Please reproduce the lines below word for word, keeping every value and their order unchanged.

━━ Source material ━━

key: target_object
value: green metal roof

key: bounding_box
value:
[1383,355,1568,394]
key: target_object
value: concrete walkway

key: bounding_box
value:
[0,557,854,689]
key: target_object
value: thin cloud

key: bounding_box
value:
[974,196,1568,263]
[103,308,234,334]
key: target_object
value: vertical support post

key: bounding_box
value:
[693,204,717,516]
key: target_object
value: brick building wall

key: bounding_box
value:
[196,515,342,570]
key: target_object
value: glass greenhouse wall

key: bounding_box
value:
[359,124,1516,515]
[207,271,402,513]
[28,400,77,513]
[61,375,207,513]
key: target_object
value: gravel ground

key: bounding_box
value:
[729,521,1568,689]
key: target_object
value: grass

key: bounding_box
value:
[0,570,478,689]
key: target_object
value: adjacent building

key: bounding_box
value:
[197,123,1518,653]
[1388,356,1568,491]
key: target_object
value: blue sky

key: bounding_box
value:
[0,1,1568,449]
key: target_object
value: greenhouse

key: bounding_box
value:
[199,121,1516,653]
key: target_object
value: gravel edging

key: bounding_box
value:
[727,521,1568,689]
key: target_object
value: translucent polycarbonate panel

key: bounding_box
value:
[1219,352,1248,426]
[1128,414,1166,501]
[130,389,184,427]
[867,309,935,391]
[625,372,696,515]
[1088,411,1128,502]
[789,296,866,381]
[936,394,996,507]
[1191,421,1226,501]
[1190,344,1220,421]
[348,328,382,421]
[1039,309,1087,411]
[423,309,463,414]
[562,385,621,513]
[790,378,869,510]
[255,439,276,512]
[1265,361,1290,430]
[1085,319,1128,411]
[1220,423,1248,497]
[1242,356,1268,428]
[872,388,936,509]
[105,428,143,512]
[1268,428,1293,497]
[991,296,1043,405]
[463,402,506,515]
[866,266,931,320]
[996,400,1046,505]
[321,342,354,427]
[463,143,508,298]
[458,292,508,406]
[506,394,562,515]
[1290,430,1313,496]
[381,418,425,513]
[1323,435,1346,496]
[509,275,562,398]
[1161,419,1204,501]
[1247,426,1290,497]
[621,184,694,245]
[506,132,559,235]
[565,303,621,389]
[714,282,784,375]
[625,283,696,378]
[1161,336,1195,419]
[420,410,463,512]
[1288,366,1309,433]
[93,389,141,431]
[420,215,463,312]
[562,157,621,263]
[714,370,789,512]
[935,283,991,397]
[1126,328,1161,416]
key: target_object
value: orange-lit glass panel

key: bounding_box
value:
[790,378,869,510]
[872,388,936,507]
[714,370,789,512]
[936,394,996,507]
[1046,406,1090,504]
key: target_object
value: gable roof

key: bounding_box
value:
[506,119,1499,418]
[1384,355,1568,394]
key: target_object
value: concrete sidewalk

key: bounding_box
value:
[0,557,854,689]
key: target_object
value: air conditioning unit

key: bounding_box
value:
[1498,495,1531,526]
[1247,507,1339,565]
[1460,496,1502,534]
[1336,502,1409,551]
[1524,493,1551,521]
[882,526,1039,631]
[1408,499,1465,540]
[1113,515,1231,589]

━━━

Answer to this exercise:
key: target_object
value: green metal roof

key: bounding_box
value:
[1383,355,1568,394]
key: target_object
value: concrete walkway

key: bounding_box
value:
[0,557,854,689]
key: target_object
value: thin cloud

key: bounding_box
value:
[974,196,1568,263]
[103,308,234,334]
key: target_object
value: vertical support post

key: bounding_box
value:
[693,204,717,516]
key: target_object
value: brick building wall

key: bounding_box
value:
[196,515,342,570]
key: target_object
value: glass greenhouse wall

key: bounding_box
value:
[359,124,1516,515]
[207,271,402,513]
[28,400,77,513]
[61,375,207,513]
key: target_object
value: gravel ground

key: bounding_box
value:
[729,521,1568,689]
key: target_object
value: grass

key: bounding_box
value:
[0,570,478,689]
key: target_object
value: adjacent building

key: bounding_box
value:
[197,123,1518,653]
[1388,356,1568,491]
key: target_object
value: blue sky

key: bounding_box
value:
[0,1,1568,449]
key: target_object
value: greenhouse

key: bounding_box
value:
[199,121,1516,653]
key: target_object
value: gravel edging

key: bounding_box
value:
[727,521,1568,689]
key: target_object
value: translucent polycarbonate panel

key: bounding_box
value:
[1219,352,1248,426]
[1128,414,1166,501]
[130,389,184,427]
[867,309,935,391]
[625,372,696,515]
[1088,411,1128,502]
[789,296,866,381]
[936,394,996,507]
[1191,421,1226,501]
[1190,344,1220,421]
[348,328,382,421]
[1039,309,1087,411]
[423,309,463,414]
[562,385,621,513]
[790,378,869,510]
[255,439,276,512]
[1265,361,1290,430]
[1085,319,1128,411]
[1220,423,1248,497]
[1242,356,1268,428]
[872,388,936,509]
[105,428,143,512]
[1268,428,1293,497]
[991,296,1043,405]
[463,402,506,515]
[866,266,931,320]
[996,400,1046,505]
[321,342,354,427]
[463,143,508,298]
[458,292,508,406]
[506,394,562,515]
[1290,430,1313,496]
[381,418,425,513]
[1323,435,1346,496]
[509,275,562,398]
[1161,419,1204,501]
[1247,426,1290,497]
[621,184,694,245]
[506,132,559,235]
[565,303,621,389]
[714,282,784,375]
[625,283,696,378]
[1161,336,1195,419]
[420,410,463,512]
[1288,366,1309,433]
[93,389,141,431]
[420,215,463,312]
[562,157,621,263]
[714,370,789,512]
[935,283,991,397]
[1126,328,1161,416]
key: target_object
value: orange-lit glass panel

key: bounding_box
value:
[790,378,869,510]
[872,388,936,507]
[714,370,789,512]
[936,394,996,507]
[1046,406,1090,504]
key: target_object
value: gable roof

key: bounding_box
value:
[506,119,1499,418]
[1384,355,1568,394]
key: target_object
value: concrete sidewalk

key: bounding_box
value:
[0,557,854,689]
key: target_object
value: air conditioning unit

key: bounding_box
value:
[1498,495,1531,526]
[1247,507,1339,565]
[1460,496,1502,534]
[1336,502,1409,551]
[1524,493,1551,521]
[882,526,1039,631]
[1408,499,1465,540]
[1113,515,1231,589]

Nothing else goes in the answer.